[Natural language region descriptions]
━━━━━━━━━━━━━━━━
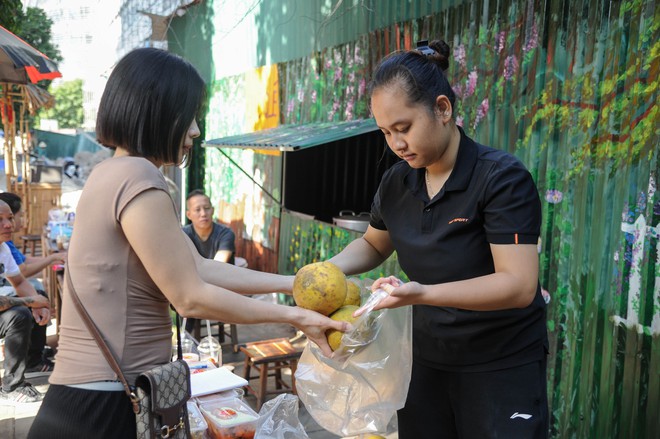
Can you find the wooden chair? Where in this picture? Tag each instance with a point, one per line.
(32, 242)
(221, 334)
(270, 356)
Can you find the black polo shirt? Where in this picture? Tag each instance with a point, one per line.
(489, 198)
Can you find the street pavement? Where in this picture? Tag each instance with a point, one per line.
(15, 420)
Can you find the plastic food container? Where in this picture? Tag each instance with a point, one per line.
(230, 419)
(236, 393)
(198, 425)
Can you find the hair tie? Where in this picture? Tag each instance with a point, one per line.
(424, 49)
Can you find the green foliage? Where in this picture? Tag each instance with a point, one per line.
(68, 109)
(11, 15)
(36, 31)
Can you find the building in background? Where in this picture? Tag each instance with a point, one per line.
(87, 34)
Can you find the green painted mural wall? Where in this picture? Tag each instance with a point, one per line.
(571, 88)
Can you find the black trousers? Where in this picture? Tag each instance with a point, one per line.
(15, 326)
(68, 413)
(509, 403)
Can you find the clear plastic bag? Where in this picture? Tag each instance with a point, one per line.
(360, 388)
(278, 419)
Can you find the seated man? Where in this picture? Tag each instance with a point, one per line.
(37, 362)
(16, 319)
(212, 240)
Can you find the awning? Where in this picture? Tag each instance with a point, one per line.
(296, 137)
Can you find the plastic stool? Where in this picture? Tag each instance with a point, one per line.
(266, 356)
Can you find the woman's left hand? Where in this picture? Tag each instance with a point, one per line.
(399, 293)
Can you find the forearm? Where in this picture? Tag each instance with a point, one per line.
(213, 303)
(358, 257)
(33, 266)
(7, 302)
(243, 280)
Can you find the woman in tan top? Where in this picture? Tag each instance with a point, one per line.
(128, 258)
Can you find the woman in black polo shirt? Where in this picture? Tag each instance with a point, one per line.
(464, 220)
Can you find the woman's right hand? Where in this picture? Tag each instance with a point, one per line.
(315, 325)
(36, 301)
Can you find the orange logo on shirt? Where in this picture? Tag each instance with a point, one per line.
(458, 220)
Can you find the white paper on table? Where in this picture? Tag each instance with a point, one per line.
(214, 380)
━━━━━━━━━━━━━━━━
● **Exercise**: Word for word, restate the records shown above, minus the pictures.

● **Written answer**:
Can you find the wooden chair? Where in this picture? Tag each instance with a point, one per line.
(32, 242)
(221, 334)
(270, 356)
Can you find the black polo shirt? Where in this picture? Tag each instance with a point, one per line.
(489, 198)
Can you find the street pavement? Where in this picture? Tag each instance with a point, one per line.
(15, 420)
Can you find the plastic food container? Where in this picture? Tag each instance with a point, one per line.
(230, 419)
(236, 393)
(198, 425)
Can you find the hair tie? Where in this picture? Tag each instance with a point, one per line.
(424, 49)
Can you find the green foliage? Where in this picture? Tag each instance with a point, one per line.
(68, 109)
(11, 15)
(36, 31)
Can you find the building in background? Where in this picture? Tag each instance with a point, one per line.
(87, 34)
Can you find the green painted mural wall? Where in this picture? Tag each instance with a point, one per line.
(571, 88)
Can you find the black trousers? Where in this picture? Tag each instance with a point, one per line.
(15, 326)
(68, 413)
(509, 403)
Can you find the clear plastic bag? Where in this picture? Tag each instance with a point, one per line.
(360, 388)
(278, 419)
Can you find the seated man? Where in this picture? Tag each instance with a point, one per line.
(37, 362)
(16, 319)
(212, 240)
Can you find the awning? Where in this picture? Tag each instance with a point, one per line.
(296, 137)
Can you find the plastic stool? Where in this picture? Tag each instance with a point, one per line.
(266, 356)
Can you find the woman's left hand? Where in this picture? Tag each instance with a point, one per line.
(399, 293)
Can you find the forearm? Where in this picture? Tag each instance with a point, one per line.
(213, 303)
(358, 257)
(33, 266)
(7, 302)
(243, 280)
Can you find the woman in tan top? Where in this picture? Tag each instance with a point, one per line.
(128, 258)
Can you find the woman in black polo shirt? Where in this picture? Tag each instance with a point, one per line.
(464, 220)
Can you find the woman's right hand? Where in this picture? Tag each instance with a point, one per line.
(315, 325)
(36, 301)
Can you find the orange logo on shirt? Where in this picture? Tag each instance with a point, one per line.
(458, 220)
Can you find the white paper on table? Where in this picture? Tag each instance with a point, one per line.
(214, 380)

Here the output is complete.